* _Goal of the exercise_:
Rewrite the material below, from the line with "# locate blue" up to and including the line with "# locate shaded", as a Markdown table with the columns Row and Text, numbering each row and omitting any blank lines.

* _Record excerpts_:
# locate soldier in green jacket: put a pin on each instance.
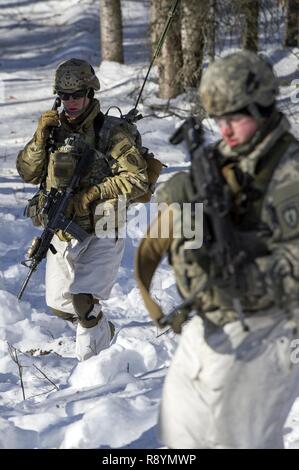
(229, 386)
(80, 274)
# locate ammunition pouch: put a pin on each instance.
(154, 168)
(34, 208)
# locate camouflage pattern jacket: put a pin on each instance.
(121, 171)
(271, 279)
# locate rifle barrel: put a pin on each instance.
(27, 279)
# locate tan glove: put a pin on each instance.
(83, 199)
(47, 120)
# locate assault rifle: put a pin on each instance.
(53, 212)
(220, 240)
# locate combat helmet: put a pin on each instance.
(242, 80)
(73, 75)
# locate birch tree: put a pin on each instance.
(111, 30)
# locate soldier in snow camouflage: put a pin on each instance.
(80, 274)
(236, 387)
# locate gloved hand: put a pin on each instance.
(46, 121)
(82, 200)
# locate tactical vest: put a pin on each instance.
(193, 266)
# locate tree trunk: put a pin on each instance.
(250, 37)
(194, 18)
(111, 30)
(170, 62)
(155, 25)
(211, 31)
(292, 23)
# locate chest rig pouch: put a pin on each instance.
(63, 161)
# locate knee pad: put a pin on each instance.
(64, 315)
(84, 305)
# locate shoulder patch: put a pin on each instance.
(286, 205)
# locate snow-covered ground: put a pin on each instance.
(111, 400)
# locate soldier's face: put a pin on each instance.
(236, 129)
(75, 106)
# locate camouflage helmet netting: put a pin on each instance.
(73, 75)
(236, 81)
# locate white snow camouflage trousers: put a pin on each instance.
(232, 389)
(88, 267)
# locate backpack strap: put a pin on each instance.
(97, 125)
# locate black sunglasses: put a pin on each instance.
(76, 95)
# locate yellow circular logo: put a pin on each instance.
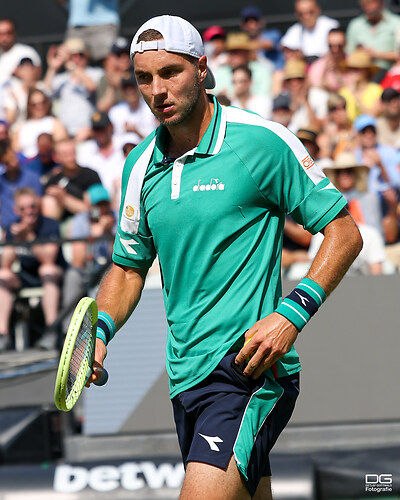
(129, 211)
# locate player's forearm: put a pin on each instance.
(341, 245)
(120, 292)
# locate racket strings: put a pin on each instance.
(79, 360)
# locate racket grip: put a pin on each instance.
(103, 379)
--
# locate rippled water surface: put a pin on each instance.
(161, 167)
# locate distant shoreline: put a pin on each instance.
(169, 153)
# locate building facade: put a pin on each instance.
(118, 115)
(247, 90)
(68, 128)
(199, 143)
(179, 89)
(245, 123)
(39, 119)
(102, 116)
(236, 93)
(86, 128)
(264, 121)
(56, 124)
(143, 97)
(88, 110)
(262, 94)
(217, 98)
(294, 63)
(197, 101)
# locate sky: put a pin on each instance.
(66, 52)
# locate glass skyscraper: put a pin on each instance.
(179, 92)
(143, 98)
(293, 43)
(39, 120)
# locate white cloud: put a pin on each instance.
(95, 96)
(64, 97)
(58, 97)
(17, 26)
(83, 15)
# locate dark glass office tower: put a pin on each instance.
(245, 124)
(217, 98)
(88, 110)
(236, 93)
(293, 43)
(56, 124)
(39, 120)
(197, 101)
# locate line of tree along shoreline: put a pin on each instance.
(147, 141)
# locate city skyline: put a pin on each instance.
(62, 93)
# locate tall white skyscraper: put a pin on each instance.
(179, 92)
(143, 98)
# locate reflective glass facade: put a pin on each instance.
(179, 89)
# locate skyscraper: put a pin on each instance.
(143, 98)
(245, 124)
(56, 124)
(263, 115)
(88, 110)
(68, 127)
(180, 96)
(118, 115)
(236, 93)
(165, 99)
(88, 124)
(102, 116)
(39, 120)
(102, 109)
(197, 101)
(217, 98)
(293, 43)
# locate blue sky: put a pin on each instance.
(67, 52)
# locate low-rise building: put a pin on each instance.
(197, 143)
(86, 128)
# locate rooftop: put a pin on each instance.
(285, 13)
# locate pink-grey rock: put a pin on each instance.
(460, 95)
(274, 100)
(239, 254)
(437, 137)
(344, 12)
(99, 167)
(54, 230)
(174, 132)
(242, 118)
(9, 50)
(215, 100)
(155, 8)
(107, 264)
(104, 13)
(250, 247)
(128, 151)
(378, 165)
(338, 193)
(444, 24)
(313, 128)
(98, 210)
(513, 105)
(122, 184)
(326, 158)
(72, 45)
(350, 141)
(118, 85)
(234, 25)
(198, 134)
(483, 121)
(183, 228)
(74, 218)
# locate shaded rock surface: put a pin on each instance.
--
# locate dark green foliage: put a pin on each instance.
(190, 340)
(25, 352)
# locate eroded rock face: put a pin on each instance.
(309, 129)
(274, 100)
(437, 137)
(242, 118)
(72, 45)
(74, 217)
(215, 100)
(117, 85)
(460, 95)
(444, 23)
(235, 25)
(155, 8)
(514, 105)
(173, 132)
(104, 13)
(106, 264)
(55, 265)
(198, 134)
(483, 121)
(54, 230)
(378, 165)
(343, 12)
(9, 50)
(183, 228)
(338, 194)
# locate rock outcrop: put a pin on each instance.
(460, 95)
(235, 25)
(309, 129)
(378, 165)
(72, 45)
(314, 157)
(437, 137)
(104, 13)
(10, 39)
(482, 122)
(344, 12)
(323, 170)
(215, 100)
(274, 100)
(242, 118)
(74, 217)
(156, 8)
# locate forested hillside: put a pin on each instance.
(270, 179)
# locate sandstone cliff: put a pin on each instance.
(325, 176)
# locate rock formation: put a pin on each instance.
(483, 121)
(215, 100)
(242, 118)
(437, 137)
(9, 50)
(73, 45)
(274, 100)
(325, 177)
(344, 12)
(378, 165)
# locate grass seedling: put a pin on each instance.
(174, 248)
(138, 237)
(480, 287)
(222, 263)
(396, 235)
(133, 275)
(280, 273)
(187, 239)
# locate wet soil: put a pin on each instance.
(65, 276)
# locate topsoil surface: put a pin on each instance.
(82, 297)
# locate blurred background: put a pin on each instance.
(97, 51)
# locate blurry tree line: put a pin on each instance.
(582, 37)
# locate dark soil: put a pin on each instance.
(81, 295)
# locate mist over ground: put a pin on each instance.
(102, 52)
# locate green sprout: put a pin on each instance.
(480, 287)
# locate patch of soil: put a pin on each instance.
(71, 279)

* _Expected answer_:
| Row | Text |
|---|---|
| 1 | # locate blue sky: put a pin on each instance. |
| 2 | (67, 52) |
| 3 | # locate low-rise building: put a pin on each instance. |
| 4 | (197, 143) |
| 5 | (86, 128) |
| 6 | # locate rooftop: put a pin on each instance. |
| 7 | (285, 13) |
| 8 | # locate pink-grey rock: put a pin on each instance. |
| 9 | (460, 95) |
| 10 | (274, 100) |
| 11 | (239, 254) |
| 12 | (437, 137) |
| 13 | (344, 12) |
| 14 | (99, 167) |
| 15 | (54, 230) |
| 16 | (174, 132) |
| 17 | (242, 118) |
| 18 | (9, 50) |
| 19 | (215, 100) |
| 20 | (155, 8) |
| 21 | (107, 264) |
| 22 | (104, 13) |
| 23 | (250, 247) |
| 24 | (128, 151) |
| 25 | (378, 165) |
| 26 | (338, 193) |
| 27 | (444, 24) |
| 28 | (313, 128) |
| 29 | (98, 210) |
| 30 | (513, 105) |
| 31 | (122, 184) |
| 32 | (326, 158) |
| 33 | (72, 45) |
| 34 | (350, 141) |
| 35 | (118, 85) |
| 36 | (234, 25) |
| 37 | (198, 134) |
| 38 | (483, 121) |
| 39 | (183, 228) |
| 40 | (74, 218) |
| 41 | # locate shaded rock surface: put a pin on each instance. |